Start of EXTRACTED RECORDS
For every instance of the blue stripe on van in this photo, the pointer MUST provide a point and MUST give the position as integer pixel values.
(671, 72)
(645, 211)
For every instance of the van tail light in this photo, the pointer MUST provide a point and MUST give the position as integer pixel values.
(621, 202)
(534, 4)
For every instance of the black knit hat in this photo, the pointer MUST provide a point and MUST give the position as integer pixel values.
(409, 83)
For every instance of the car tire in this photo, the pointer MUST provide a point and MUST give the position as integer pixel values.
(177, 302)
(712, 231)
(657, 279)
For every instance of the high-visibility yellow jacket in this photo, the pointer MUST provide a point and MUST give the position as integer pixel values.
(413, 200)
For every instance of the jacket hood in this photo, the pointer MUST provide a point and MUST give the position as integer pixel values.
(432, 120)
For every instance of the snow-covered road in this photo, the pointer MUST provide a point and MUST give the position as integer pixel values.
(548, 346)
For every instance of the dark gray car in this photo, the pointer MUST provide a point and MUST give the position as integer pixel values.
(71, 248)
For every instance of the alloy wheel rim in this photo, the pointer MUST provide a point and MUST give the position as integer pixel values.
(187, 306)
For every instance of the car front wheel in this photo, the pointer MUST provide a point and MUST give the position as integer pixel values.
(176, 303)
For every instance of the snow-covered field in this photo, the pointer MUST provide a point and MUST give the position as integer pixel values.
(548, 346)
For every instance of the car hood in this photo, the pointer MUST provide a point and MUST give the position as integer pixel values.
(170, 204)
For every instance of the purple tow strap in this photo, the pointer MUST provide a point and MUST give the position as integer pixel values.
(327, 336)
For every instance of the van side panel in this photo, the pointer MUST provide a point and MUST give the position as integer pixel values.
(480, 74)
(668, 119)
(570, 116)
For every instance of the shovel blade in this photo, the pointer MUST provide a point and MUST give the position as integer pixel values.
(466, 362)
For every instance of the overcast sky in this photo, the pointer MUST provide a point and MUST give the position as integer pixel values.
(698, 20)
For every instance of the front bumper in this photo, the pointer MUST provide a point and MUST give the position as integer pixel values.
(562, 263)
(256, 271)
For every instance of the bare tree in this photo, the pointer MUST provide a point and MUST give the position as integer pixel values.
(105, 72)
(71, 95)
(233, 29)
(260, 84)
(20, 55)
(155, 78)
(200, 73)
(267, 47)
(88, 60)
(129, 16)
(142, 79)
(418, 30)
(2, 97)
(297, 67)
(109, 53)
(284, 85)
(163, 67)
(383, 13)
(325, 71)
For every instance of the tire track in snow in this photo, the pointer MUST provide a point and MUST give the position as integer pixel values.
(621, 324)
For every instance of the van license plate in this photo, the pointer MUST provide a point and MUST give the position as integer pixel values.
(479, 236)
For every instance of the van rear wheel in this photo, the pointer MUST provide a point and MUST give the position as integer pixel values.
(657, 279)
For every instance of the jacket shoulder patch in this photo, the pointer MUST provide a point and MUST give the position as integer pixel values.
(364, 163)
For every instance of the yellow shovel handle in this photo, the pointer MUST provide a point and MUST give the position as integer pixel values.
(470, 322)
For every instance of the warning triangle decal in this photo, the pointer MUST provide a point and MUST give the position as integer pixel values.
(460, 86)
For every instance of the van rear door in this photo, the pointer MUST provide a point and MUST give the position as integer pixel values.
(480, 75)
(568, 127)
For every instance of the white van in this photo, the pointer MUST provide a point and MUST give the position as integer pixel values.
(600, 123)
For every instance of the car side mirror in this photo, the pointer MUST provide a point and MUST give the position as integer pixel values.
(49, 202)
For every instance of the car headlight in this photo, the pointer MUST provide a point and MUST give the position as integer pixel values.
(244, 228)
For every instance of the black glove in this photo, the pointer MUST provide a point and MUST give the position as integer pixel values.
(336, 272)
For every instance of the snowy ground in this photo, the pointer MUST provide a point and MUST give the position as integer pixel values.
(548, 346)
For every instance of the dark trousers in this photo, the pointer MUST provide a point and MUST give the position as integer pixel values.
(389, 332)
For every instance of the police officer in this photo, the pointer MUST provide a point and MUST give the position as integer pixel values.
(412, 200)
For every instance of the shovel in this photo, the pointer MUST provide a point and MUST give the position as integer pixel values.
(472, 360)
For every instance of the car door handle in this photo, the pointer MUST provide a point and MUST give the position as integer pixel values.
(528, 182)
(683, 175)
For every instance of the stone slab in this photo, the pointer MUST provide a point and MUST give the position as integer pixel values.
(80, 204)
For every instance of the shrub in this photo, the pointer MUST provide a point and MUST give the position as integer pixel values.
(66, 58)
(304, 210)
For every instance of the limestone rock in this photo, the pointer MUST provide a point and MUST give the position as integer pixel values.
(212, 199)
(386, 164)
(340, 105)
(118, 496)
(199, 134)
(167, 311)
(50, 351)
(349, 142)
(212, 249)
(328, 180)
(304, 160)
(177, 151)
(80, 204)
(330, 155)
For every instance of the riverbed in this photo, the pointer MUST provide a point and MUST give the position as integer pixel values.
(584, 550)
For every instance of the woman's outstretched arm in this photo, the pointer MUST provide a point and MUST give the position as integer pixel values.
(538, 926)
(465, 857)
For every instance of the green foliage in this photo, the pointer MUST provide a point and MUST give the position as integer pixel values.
End of EXTRACTED RECORDS
WHAT IS NEEDED »
Would you return all of the material exactly as written?

EXPECTED OUTPUT »
For every instance of the blue stripe on van in this photo, the pointer MUST provide a point and MUST give the position as integer pixel values.
(671, 72)
(645, 211)
For every instance of the van tail light in this photo, the pointer MUST provide a point and MUST give the position as integer pixel values.
(621, 202)
(534, 4)
For every instance of the black knit hat in this photo, the pointer MUST provide a point and MUST give the position as integer pixel values.
(409, 83)
For every instance of the car tire in this photo, the pointer MUST provide a point and MUST give the position as integer pixel values.
(177, 302)
(712, 231)
(657, 279)
For every instance of the high-visibility yellow jacket in this photo, the pointer MUST provide a point and MUST give the position as integer pixel values.
(413, 200)
For every instance of the jacket hood in this photo, the pointer MUST provide a point and MUST give the position as integer pixel values.
(432, 120)
For every instance of the snow-covered road in this photo, the pointer MUST provide a point and MUST give the position as integer pixel values.
(548, 346)
For every instance of the dark gray car in this photo, the pointer MUST provide a point and MUST give the position as integer pixel values.
(71, 248)
For every instance of the alloy wheel rim in this photo, the pointer MUST provide a point and MUST give the position as integer pixel values.
(187, 306)
For every instance of the car front wheel in this photo, the pointer MUST provide a point and MUST give the position as integer pixel values.
(176, 303)
For every instance of the snow-covered field in this photo, the pointer MUST provide a point and MUST give the position as integer pixel values.
(548, 346)
For every instance of the car hood in this photo, the pointer MUST provide a point and MUST give the position as integer pixel values.
(170, 204)
For every instance of the purple tow strap in this photo, the pointer MUST provide a point and MUST give the position as integer pixel values.
(327, 336)
For every instance of the van side panel in this photo, the pointer MUST provide a point and MUST give the position as integer pixel values.
(480, 74)
(668, 119)
(570, 116)
For every instance of the shovel blade in this photo, the pointer MUST provide a point and MUST give the position as integer pixel values.
(466, 362)
For every instance of the overcast sky in this photo, the pointer MUST provide a point and MUST give the position as integer pixel values.
(698, 20)
For every instance of the front bumper in this photo, the pointer MUST provide a point and MUST give the position as integer pixel values.
(562, 263)
(256, 271)
For every instance of the bare tree in this photo, the pointer MUST provide a point and MUST give the position as integer pixel values.
(105, 72)
(71, 95)
(233, 29)
(260, 84)
(20, 55)
(155, 78)
(200, 73)
(267, 47)
(88, 60)
(129, 16)
(142, 79)
(418, 30)
(2, 97)
(297, 67)
(109, 53)
(284, 85)
(163, 67)
(383, 13)
(325, 71)
For every instance of the tire track in snow in this photo, the pointer MUST provide a point and MUST give the position as integer pixel values.
(621, 324)
For every instance of the van license plate in this photo, the pointer MUST provide a point and MUST give the position as integer pixel values.
(479, 236)
For every instance of the van rear wheel in this photo, the pointer MUST provide a point and MUST give the position as integer pixel values.
(657, 279)
For every instance of the jacket shoulder patch in this photo, the pointer MUST provide a point and MUST give the position as integer pixel values.
(364, 163)
For every instance of the yellow shovel handle in this photo, the pointer MUST provide a point and MUST give the position as integer pixel values.
(470, 322)
For every instance of the warning triangle decal in this photo, the pointer MUST provide a point and MUST give the position as integer pixel values.
(460, 86)
For every instance of the van rear door in this photo, the pointer MUST provide a point and MUST give the position as integer pixel values.
(480, 75)
(568, 127)
For every instance of the white van in this photo, the pointer MUST provide a point and MUST give the position as integer pixel values.
(600, 123)
For every instance of the car side mirror in this photo, the pointer MUST provide a point and MUST give the position as integer pixel values.
(49, 202)
For every instance of the car headlight in this photo, the pointer MUST provide a point and MUST give the position as integer pixel values.
(244, 228)
For every instance of the black glove in this photo, the pointer MUST provide a point and MUST give the position as integer pixel values.
(336, 272)
For every instance of the snowy ground in this photo, the pointer MUST provide a point and MUST give the position as integer pixel values.
(548, 346)
For every instance of the dark trousers in this photo, the pointer MUST provide a point and MUST give the position as integer pixel values.
(389, 332)
For every instance of the police officer in this photo, the pointer MUST provide a point and MUST give the position as integer pixel values.
(412, 200)
For every instance of the shovel in this photo, the pointer MUST provide a point and MUST give the position as integer pixel values.
(472, 360)
For every instance of the car door handle in this photo, the pointer MUST provide a point and MUST give the position as integer pixel values.
(528, 182)
(683, 175)
For every instance of the stone slab in this photo, the pointer MUST provide a point and MUST give the position as integer pixel values.
(80, 204)
For every instance of the shrub in this photo, the pointer MUST provide a point and MUST give the position as integer pixel values.
(66, 58)
(304, 210)
For every instance of the limestone rock in this photo, the pointer MUST provide a point and MUST give the position as integer pixel values.
(212, 199)
(386, 164)
(340, 105)
(118, 496)
(199, 134)
(167, 311)
(50, 351)
(349, 142)
(212, 249)
(328, 180)
(304, 160)
(177, 151)
(80, 204)
(330, 155)
For every instance of the riverbed in this photo, the pointer MUST provide a point and MUST give the position as integer pixel values.
(584, 550)
For every instance of the woman's outstretched arm in this photo, the pointer MUST provide a point and MUST give the position as integer pixel values.
(538, 926)
(465, 857)
For every instance of the green foliage in this photo, the pointer MUST provide a point and MUST give the position as integer pixel values.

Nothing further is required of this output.